[ale] OT: micro mini nano PC

Steve Litt slitt at troubleshooters.com
Sat Jan 30 16:56:35 EST 2016


My personal suspicion has always been that Microsoft's motivation for
secure boot was anti-Linux, anti-BSD monopolism. The harder they can
make it to boot Linux, the less people will run Linux.

SteveT

Steve Litt 
January 2016 featured book: Twenty Eight Tales of Troubleshooting
http://www.troubleshooters.com/28


On Sat, 30 Jan 2016 11:50:26 -0800
Alex Carver <agcarver+ale at acarver.net> wrote:

> Certainly seems that way.  I also suspect that there's an element of
> anti-piracy in the requirement, too.  If the kernel isn't properly
> signed because it's a modified copy to get around all of the
> activation requirements then your computer won't boot either.
....
> What this exercise asks
**1)** Copy the part of the secure boot email starting with "My personal suspicion" and going on through "will run Linux.".
**2)** Carry on the secure boot email from its last line.
....
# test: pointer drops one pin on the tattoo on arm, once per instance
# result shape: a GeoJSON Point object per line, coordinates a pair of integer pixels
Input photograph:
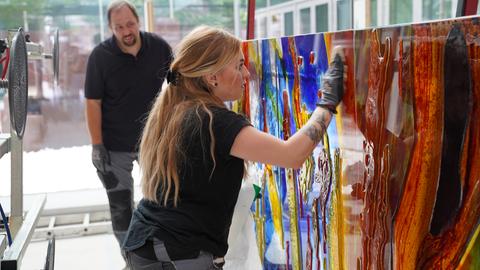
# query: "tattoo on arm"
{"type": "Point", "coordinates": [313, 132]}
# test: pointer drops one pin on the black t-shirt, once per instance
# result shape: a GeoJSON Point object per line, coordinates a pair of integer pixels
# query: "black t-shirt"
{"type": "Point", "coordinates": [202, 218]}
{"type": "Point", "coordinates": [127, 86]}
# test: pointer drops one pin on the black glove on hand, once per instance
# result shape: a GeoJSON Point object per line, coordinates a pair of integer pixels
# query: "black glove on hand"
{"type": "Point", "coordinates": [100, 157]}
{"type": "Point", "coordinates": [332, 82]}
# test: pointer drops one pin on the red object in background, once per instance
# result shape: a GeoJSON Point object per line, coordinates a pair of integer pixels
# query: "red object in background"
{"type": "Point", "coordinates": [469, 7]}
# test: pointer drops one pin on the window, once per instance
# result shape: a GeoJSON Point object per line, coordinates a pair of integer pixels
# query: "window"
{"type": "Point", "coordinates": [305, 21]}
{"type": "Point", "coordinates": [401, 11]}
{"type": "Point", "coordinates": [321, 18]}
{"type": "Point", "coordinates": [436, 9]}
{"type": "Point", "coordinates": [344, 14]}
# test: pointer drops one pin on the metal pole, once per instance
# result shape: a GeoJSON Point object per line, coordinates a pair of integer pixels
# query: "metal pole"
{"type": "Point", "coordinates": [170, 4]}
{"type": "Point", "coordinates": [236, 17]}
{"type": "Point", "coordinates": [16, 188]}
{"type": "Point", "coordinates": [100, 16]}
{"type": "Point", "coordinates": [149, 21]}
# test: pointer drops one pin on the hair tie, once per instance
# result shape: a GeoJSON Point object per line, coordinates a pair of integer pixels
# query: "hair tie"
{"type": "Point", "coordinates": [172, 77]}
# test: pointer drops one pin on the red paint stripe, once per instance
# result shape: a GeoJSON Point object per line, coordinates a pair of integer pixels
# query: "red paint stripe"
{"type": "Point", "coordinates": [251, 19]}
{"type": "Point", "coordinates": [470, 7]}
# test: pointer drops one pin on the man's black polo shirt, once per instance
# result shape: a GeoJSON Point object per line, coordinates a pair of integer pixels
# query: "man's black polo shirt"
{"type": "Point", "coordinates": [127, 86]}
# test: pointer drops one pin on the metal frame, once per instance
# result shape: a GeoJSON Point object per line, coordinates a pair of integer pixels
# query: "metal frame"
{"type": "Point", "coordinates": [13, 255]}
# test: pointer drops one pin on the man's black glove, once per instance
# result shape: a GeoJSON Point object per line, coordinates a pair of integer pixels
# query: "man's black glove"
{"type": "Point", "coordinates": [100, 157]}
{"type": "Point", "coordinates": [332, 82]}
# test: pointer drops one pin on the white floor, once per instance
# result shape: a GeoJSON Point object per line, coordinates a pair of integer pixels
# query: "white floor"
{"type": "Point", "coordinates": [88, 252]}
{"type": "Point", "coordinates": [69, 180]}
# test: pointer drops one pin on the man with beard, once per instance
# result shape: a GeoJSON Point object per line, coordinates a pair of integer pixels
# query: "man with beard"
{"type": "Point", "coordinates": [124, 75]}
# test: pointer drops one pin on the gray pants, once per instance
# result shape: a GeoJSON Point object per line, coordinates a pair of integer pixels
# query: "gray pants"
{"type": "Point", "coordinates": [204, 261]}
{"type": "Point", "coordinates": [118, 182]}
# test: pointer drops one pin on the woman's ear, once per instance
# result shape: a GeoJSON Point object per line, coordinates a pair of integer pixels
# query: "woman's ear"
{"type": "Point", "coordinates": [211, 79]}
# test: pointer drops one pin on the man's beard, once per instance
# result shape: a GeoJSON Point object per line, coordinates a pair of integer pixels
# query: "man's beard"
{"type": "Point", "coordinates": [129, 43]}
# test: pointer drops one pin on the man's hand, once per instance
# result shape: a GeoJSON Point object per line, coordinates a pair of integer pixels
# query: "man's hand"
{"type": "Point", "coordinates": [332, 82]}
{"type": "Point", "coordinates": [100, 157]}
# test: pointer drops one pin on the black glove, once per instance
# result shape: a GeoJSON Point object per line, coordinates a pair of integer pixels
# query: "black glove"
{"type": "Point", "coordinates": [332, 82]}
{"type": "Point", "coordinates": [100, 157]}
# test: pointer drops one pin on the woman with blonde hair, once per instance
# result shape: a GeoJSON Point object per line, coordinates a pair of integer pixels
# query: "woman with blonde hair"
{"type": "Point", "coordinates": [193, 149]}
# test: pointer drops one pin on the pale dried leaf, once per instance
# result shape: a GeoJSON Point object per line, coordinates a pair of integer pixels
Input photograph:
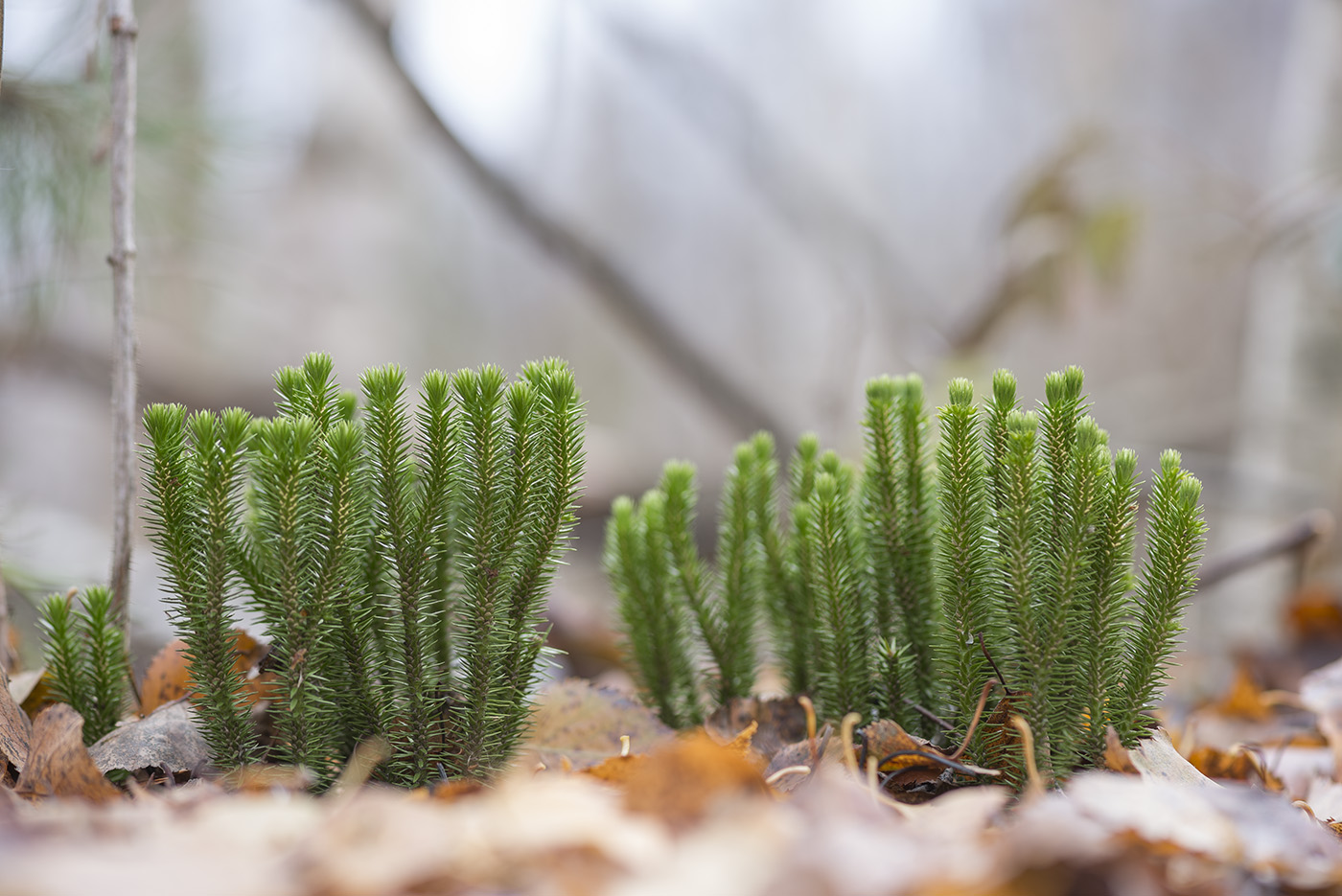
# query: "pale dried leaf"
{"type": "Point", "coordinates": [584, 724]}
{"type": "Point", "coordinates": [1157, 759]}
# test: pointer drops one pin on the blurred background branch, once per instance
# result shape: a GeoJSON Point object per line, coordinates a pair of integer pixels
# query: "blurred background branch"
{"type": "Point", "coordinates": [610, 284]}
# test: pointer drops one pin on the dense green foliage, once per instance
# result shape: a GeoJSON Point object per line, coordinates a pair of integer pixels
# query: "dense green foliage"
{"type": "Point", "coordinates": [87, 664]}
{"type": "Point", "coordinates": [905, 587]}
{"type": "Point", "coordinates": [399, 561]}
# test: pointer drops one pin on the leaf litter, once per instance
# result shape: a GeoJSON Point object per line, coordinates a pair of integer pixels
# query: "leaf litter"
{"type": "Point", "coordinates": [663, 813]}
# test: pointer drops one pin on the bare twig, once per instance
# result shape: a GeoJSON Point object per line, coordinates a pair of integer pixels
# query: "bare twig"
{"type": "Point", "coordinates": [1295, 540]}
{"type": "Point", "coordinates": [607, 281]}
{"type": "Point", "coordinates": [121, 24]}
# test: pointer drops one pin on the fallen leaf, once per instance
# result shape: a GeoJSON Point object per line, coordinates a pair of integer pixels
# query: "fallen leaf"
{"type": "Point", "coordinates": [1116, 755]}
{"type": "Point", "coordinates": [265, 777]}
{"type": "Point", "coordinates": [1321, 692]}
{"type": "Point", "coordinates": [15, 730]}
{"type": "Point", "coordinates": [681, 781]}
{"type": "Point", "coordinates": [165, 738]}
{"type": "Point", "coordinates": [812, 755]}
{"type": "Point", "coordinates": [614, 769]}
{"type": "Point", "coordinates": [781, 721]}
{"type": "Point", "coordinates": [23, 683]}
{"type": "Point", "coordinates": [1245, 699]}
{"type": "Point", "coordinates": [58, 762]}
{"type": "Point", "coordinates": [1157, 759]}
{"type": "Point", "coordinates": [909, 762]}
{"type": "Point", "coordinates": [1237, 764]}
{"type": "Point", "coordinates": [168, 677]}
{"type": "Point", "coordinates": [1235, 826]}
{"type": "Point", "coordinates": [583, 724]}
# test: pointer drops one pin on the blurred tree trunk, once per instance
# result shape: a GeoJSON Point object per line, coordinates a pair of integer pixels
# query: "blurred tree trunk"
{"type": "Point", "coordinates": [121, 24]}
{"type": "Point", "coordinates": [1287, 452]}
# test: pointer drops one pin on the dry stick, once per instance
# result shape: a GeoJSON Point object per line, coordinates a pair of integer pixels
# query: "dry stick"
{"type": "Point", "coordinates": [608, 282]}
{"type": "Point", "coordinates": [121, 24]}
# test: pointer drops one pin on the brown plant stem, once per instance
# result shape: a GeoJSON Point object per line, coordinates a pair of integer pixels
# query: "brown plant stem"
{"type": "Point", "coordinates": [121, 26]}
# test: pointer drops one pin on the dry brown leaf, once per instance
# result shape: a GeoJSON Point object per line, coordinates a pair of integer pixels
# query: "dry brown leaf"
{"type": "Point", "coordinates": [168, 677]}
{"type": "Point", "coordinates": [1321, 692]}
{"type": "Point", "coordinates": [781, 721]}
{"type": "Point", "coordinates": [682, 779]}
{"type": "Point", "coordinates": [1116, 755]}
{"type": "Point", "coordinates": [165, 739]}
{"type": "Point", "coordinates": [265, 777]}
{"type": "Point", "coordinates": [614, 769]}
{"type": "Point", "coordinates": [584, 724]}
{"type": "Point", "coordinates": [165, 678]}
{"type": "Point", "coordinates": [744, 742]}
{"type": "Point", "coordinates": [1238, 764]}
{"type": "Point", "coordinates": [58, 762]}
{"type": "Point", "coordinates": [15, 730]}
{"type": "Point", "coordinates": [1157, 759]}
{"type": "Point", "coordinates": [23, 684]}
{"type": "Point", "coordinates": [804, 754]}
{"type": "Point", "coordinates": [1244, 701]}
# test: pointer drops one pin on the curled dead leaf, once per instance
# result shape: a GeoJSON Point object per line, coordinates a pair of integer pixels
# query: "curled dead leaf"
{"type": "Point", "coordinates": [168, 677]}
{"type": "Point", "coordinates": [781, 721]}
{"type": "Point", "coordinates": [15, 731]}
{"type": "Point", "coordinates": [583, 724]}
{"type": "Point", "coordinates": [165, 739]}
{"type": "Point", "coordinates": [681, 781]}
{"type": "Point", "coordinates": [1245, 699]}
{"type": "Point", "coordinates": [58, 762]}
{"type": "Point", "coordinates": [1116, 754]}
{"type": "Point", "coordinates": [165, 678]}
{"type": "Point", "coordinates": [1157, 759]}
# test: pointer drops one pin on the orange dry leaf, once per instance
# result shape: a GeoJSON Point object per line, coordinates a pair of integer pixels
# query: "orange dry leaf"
....
> Outputs by task
**1)**
My personal suspicion has always been that Microsoft's motivation for
secure boot was anti-Linux, anti-BSD monopolism. The harder they can
make it to boot Linux, the less people will run Linux.

**2)**
> 
> On 2016-01-30 11:37, Jim Kinney wrote:
> > So....
> > 
> > Windows is so unsecureable they have to require hardware devices to
> > guarantee their kernel is real or else the computer won't boot.
> > On Jan 30, 2016 1:01 PM, "Alex Carver" <agcarver+ale at acarver.net>
> > wrote: 
> >> On 2016-01-30 09:31, Steve Litt wrote:  
> >>> On Fri, 29 Jan 2016 23:20:22 -0500
> >>> Chuck Payne <terrorpup at gmail.com> wrote:
> >>>  
> >>>> Intel NUC isn't just for windows, I have seen a tons of them
> >>>> running openSUSE, Fedora, and Ubuntu. As long as you can do a
> >>>> secure boot install, you can run Linux on them.  
> >>>
> >>> That lets me out. I use Void Linux.
> >>>
> >>> SteveT
> >>>  
> >>
> >> Secure boot can be disabled on the NUCs.  It's only required for
> >> installing Windows.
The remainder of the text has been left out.